*What you are asked to do:* Please give again, word for word, each line that falls between the line with "Indicate one point per instance of the brown cat" and the end of the data, inclusive.

*** Data supplied ***

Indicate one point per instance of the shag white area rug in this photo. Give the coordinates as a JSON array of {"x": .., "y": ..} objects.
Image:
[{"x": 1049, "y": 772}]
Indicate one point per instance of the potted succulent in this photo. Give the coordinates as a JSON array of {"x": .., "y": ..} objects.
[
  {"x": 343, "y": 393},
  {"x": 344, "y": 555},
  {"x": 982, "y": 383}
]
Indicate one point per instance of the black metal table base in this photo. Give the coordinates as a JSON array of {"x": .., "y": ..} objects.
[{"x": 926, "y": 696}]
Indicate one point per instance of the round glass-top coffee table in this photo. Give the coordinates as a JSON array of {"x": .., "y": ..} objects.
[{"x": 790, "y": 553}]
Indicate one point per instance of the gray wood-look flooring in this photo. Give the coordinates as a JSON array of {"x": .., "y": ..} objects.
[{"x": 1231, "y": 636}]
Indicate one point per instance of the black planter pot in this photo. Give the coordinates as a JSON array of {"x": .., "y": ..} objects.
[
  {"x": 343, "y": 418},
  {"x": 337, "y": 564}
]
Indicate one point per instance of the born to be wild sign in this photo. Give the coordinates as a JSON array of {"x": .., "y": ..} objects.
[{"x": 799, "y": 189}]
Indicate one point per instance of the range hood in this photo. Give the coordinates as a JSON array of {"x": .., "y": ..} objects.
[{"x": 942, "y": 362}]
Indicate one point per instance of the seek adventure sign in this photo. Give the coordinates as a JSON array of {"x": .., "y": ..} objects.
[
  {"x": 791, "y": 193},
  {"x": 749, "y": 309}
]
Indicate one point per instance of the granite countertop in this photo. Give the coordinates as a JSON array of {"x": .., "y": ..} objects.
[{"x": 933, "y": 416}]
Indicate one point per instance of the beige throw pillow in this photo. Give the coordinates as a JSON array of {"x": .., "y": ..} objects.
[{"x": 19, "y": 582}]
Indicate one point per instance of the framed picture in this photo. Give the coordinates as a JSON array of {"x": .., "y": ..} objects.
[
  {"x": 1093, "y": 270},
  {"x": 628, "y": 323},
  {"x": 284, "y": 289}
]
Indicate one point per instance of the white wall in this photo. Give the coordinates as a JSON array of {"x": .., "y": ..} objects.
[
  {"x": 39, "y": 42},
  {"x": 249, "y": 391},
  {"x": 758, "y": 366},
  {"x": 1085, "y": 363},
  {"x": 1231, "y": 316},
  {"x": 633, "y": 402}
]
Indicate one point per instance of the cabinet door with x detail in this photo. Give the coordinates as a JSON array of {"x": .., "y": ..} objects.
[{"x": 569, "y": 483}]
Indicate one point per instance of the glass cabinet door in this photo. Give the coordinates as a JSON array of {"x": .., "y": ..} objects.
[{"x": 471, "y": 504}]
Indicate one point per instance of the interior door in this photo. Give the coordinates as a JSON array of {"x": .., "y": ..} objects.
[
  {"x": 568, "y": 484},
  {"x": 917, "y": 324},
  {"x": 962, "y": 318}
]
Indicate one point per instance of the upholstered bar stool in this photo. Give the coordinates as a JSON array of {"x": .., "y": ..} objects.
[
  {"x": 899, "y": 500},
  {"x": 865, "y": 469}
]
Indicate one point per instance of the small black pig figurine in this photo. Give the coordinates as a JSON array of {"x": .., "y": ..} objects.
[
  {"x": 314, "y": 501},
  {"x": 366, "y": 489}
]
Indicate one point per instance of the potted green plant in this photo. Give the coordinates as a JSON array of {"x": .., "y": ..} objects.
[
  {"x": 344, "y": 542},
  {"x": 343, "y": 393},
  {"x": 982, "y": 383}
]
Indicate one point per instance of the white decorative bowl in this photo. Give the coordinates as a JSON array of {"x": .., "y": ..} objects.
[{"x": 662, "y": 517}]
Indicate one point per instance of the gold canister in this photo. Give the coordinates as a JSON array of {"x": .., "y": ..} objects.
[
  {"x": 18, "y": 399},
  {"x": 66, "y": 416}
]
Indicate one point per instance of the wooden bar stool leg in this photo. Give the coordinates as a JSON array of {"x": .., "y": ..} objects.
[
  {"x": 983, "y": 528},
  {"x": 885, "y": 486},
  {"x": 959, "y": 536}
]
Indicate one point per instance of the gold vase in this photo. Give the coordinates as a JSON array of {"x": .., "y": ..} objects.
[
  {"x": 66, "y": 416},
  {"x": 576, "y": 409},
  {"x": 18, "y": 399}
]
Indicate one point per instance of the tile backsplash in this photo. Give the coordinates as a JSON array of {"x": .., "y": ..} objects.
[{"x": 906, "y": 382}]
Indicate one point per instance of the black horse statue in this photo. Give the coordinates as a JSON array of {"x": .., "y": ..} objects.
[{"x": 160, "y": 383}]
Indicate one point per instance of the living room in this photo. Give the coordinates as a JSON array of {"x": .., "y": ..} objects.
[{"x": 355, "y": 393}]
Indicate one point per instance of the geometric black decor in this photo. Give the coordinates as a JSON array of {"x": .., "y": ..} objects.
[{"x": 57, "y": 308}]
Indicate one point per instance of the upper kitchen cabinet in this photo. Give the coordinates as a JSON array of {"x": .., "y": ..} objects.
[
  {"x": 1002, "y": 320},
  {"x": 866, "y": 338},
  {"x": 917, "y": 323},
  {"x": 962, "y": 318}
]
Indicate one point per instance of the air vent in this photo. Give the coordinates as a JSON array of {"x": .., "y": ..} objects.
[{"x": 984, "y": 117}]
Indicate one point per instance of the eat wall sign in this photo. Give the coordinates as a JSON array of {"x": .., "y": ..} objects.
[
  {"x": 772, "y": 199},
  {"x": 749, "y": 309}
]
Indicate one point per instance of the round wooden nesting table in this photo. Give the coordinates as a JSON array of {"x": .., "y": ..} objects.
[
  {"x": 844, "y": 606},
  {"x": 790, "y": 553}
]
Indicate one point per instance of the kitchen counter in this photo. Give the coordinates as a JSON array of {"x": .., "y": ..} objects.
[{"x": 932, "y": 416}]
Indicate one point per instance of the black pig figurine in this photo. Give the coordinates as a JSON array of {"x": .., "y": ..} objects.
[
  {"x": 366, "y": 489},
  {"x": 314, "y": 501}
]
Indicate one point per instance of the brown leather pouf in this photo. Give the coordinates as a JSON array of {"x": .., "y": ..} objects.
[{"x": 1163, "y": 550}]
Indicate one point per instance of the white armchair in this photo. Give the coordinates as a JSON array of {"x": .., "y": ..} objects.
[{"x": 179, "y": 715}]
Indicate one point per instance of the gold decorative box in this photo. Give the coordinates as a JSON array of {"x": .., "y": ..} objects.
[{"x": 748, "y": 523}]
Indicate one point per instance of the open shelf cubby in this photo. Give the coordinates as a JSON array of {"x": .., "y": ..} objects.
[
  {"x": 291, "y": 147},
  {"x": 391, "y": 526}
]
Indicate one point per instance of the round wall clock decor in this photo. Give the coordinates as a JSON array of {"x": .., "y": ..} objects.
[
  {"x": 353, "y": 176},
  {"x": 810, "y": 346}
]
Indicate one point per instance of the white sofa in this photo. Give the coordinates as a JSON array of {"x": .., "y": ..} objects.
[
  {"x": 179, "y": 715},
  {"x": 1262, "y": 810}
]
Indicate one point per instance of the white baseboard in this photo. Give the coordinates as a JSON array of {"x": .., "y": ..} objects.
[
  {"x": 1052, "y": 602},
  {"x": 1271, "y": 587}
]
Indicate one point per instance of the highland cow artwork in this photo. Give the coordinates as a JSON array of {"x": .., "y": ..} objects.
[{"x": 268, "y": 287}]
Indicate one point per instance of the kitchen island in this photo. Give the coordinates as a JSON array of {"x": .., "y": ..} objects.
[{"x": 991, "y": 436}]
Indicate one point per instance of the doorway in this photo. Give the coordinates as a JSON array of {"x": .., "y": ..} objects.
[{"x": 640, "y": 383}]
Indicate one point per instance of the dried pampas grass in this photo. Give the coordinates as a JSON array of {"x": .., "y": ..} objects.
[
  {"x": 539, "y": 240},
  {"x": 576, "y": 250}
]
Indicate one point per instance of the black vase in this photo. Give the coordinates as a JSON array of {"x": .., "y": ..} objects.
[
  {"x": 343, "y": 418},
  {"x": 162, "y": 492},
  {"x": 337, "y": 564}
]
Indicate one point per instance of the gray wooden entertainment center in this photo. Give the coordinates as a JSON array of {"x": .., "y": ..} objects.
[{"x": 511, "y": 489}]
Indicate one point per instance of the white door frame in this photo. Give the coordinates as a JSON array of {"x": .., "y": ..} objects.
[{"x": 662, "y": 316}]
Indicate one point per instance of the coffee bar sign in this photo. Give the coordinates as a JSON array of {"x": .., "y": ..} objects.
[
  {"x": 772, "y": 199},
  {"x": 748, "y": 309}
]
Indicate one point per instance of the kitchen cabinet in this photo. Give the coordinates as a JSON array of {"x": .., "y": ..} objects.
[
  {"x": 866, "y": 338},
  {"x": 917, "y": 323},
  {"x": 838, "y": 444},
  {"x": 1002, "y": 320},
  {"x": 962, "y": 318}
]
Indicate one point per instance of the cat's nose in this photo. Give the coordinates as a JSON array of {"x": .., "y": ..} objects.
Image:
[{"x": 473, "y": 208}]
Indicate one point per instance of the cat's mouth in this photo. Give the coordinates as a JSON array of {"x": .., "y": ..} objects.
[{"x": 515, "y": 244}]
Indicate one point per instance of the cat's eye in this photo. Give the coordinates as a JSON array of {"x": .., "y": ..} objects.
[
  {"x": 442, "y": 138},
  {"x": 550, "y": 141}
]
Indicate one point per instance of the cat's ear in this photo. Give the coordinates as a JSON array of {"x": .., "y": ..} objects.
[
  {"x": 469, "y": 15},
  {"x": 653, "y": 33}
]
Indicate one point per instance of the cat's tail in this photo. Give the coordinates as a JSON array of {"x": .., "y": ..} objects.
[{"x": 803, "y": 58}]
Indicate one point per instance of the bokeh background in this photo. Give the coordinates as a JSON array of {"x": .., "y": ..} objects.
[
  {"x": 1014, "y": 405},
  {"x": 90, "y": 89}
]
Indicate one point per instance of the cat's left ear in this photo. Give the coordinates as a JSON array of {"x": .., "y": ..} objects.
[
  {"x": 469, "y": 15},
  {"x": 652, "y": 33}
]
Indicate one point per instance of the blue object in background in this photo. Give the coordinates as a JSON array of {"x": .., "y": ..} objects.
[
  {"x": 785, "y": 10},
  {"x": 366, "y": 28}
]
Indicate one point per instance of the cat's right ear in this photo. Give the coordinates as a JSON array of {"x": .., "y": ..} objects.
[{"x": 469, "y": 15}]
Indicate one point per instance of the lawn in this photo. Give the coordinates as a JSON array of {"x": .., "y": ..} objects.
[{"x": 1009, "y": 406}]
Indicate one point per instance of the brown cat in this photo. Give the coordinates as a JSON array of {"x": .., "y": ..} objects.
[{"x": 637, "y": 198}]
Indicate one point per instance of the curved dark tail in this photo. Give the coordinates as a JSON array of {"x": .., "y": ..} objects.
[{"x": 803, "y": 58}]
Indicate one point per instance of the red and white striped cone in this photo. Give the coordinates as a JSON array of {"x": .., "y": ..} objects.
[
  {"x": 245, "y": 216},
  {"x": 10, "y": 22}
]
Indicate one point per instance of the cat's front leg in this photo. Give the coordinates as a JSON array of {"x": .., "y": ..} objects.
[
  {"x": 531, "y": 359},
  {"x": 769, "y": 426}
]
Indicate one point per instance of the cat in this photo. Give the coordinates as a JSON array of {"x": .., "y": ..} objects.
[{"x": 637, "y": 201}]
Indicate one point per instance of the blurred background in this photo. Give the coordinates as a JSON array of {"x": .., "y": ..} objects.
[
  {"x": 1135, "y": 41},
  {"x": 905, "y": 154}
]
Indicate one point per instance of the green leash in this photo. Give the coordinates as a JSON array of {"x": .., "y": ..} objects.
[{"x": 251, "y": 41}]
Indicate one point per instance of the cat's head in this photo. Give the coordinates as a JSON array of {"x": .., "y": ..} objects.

*** End of Data supplied ***

*Output for this task:*
Indicate one point per instance of the brown cat in this photo. Give the coordinates as a JSON array of {"x": .., "y": ..} objects.
[{"x": 637, "y": 198}]
Indicate one point per instance of the curved dark tail in this photo. Give the coordinates as a JSON array of {"x": .., "y": ..} objects.
[{"x": 803, "y": 58}]
Indicate one point per instance of the red and white striped cone in this photo. Give the coordinates as a JSON array of {"x": .., "y": ..} objects.
[
  {"x": 245, "y": 216},
  {"x": 10, "y": 22}
]
Indicate one point per instance of the cat's front leg in this photo. Give the coordinates as a JSON array of {"x": .., "y": ..} objects.
[
  {"x": 531, "y": 359},
  {"x": 769, "y": 426}
]
Indicate one point per instance of the cat in this photo. Give the coordinates as a JSON array of {"x": .., "y": ..} objects.
[{"x": 637, "y": 201}]
Indicate one point per instance of the blurred background in this photo. Give the coordinates as a JSON array of {"x": .., "y": ..} objects.
[
  {"x": 1135, "y": 41},
  {"x": 905, "y": 154}
]
Indicate one point per instance of the green leash in this photo. Give the coordinates as a JSON array of {"x": .., "y": ..} objects.
[{"x": 251, "y": 41}]
Indicate one point per instance of the cat's head in this photo. Give the coordinates as a JSON array of {"x": .., "y": ..} objects.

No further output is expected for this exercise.